#### EXERCISE MATERIALS
• • • • •

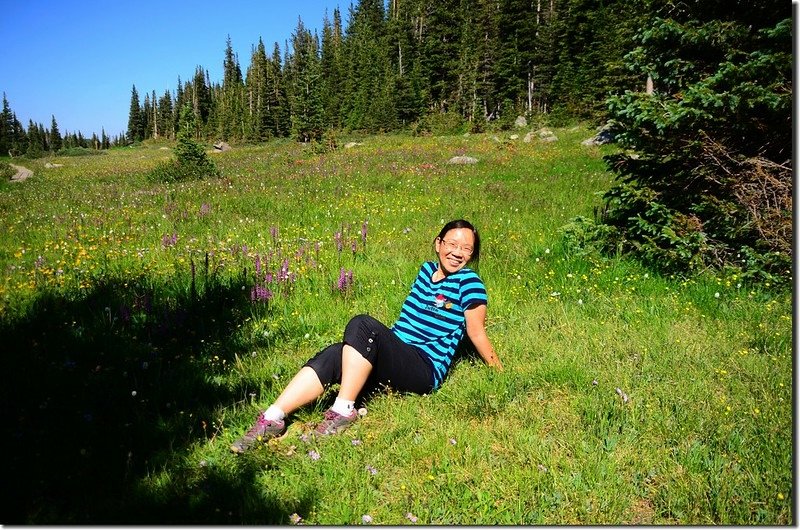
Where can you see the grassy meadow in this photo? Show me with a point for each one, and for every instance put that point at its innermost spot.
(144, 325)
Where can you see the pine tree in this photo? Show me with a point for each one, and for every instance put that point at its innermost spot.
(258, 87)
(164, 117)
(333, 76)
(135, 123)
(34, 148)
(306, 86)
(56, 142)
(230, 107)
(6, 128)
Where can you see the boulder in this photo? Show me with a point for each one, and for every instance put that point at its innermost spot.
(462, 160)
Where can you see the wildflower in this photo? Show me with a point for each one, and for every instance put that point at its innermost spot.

• • • • •

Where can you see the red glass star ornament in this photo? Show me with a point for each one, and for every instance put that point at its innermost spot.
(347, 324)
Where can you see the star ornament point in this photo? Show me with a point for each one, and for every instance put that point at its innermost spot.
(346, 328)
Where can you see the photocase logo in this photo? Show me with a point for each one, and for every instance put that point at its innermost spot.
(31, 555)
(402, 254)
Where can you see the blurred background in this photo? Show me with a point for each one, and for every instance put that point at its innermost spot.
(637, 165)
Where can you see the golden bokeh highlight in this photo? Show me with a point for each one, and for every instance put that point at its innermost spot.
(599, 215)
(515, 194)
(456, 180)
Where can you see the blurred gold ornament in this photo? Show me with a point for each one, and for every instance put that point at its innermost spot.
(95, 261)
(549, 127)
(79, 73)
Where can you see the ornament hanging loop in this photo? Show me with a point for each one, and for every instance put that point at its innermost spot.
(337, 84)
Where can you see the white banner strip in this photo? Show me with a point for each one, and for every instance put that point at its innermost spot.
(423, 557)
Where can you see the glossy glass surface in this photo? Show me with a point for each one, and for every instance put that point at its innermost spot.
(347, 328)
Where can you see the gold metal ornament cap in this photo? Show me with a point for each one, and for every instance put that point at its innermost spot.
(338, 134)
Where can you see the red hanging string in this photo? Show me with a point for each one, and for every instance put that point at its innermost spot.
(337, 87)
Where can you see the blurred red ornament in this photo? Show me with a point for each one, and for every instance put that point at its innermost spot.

• • • • •

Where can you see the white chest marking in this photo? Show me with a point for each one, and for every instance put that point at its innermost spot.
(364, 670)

• • • • •

#### WORK TO DO
Reproduce verbatim the lines of the listing between the line containing "Where can you see the red hanging" and the line containing "Where can you see the blurred red", inclusive.

#### TASK SOLUTION
Where can you see the red hanging string in this photo? Show me with a point for each one, and for every instance put that point at its innermost spot.
(337, 87)
Where can you see the blurred red ornament in this photo? Show me with a point for each one, and for every instance put that point at its innermost spot.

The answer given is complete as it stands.